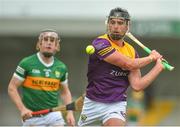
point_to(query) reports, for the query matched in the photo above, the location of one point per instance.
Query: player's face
(117, 28)
(49, 43)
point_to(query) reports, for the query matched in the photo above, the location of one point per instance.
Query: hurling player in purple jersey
(114, 67)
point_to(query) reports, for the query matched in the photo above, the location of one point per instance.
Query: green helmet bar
(119, 13)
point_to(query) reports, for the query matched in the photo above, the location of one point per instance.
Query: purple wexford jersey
(107, 83)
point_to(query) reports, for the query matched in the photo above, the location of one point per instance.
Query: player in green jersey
(41, 77)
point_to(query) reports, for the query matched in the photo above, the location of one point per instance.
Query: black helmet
(119, 13)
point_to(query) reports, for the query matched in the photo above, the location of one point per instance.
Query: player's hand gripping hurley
(166, 65)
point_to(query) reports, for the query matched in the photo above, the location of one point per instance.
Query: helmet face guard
(49, 33)
(120, 14)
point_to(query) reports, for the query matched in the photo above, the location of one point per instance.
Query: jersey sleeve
(102, 47)
(20, 72)
(64, 78)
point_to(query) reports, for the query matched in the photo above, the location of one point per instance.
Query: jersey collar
(45, 64)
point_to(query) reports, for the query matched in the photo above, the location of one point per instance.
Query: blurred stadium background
(154, 22)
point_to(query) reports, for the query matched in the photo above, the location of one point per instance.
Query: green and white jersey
(41, 81)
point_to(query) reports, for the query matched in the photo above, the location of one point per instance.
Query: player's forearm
(141, 62)
(127, 63)
(14, 95)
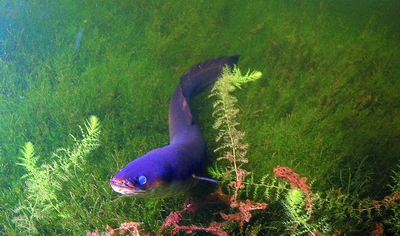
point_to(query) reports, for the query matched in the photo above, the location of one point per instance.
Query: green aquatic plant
(225, 113)
(44, 184)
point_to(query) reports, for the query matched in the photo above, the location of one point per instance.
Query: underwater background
(327, 106)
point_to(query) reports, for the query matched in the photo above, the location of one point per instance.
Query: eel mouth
(125, 187)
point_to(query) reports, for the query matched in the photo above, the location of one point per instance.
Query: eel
(176, 167)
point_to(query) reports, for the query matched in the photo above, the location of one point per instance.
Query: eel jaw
(125, 187)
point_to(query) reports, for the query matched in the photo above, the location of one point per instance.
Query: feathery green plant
(44, 183)
(225, 113)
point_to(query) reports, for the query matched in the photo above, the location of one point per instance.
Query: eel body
(172, 169)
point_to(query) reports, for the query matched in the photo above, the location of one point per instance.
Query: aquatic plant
(225, 113)
(44, 184)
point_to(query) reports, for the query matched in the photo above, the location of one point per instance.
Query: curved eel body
(172, 169)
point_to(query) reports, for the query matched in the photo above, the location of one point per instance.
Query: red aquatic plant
(295, 181)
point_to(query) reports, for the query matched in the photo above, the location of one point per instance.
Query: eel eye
(142, 180)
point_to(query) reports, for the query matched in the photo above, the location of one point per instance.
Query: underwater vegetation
(50, 190)
(322, 128)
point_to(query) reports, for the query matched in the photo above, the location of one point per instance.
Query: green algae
(326, 107)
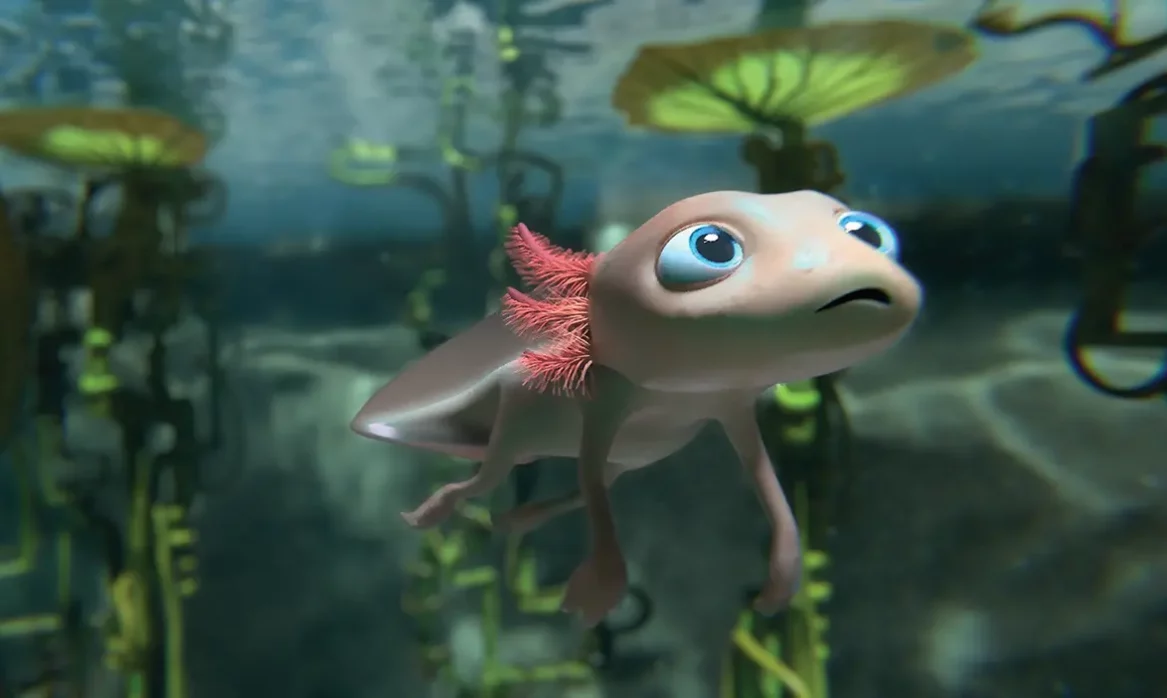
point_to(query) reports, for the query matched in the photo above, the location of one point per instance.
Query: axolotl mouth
(877, 295)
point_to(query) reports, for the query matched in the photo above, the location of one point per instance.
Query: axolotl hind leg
(507, 440)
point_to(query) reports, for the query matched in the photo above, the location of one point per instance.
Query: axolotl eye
(698, 256)
(872, 230)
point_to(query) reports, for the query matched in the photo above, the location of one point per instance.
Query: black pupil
(866, 232)
(715, 245)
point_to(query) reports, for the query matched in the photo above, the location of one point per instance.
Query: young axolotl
(620, 358)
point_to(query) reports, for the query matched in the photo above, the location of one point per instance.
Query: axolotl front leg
(508, 438)
(600, 581)
(784, 556)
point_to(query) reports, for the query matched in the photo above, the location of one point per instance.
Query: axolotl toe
(619, 360)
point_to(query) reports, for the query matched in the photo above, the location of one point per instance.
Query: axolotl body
(620, 358)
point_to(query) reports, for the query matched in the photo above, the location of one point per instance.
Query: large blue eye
(872, 230)
(697, 256)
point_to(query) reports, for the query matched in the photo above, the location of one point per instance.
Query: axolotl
(619, 360)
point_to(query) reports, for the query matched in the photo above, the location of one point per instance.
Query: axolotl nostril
(620, 358)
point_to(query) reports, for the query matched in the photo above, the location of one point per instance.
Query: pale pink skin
(668, 362)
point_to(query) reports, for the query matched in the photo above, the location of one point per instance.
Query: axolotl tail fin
(446, 400)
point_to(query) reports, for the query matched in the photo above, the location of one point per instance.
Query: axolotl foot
(782, 585)
(595, 587)
(437, 509)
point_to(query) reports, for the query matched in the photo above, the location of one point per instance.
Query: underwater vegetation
(941, 559)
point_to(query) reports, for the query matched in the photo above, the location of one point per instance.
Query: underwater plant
(770, 86)
(1105, 228)
(528, 98)
(1000, 20)
(15, 323)
(134, 147)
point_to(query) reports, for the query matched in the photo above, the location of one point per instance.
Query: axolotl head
(735, 290)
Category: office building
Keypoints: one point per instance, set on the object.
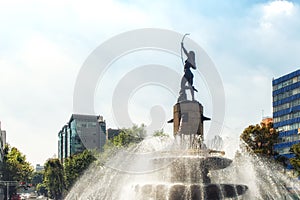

REQUIREMENTS » Write out every line of the listing above that contains the word "axolotl".

COMPLETED TASK »
Query: axolotl mouth
Query: axolotl hind leg
Query: axolotl eye
Query: young axolotl
Query: axolotl front leg
Query: axolotl toe
Query: axolotl body
Query: axolotl
Query: axolotl nostril
Query: axolotl tail fin
Query: axolotl foot
Query: axolotl head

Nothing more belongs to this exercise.